## EXERCISE DESCRIPTION
Search the records for the word "background" and copy every line in which it occurs.

++++++++++

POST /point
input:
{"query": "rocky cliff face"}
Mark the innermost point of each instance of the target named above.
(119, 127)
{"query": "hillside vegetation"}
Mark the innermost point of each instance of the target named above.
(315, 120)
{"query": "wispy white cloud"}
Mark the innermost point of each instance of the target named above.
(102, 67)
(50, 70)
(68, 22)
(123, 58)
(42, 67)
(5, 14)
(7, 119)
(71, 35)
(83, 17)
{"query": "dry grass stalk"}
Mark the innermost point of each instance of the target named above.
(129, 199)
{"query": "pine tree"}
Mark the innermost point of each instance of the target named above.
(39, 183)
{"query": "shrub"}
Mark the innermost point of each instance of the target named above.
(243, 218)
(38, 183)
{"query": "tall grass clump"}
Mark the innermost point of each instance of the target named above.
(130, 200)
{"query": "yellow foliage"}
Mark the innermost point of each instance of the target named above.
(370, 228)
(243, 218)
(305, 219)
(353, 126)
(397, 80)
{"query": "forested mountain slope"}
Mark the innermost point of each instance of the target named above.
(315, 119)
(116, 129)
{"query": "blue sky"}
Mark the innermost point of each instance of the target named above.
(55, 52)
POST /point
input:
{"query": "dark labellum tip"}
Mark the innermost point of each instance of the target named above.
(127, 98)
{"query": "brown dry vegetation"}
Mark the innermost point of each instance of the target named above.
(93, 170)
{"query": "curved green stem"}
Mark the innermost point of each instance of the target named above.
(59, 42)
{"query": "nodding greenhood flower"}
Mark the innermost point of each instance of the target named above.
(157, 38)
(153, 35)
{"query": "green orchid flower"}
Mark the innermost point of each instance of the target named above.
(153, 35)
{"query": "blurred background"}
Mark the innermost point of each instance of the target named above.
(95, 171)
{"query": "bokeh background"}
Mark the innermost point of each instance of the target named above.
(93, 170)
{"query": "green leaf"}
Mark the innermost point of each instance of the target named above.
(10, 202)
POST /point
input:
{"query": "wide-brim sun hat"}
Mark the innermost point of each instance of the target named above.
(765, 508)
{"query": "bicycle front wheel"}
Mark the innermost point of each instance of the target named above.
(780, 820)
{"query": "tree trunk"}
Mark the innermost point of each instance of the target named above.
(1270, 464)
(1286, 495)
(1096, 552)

++++++++++

## SOLVED PROBLEM
{"query": "blurred background"}
{"query": "bokeh background"}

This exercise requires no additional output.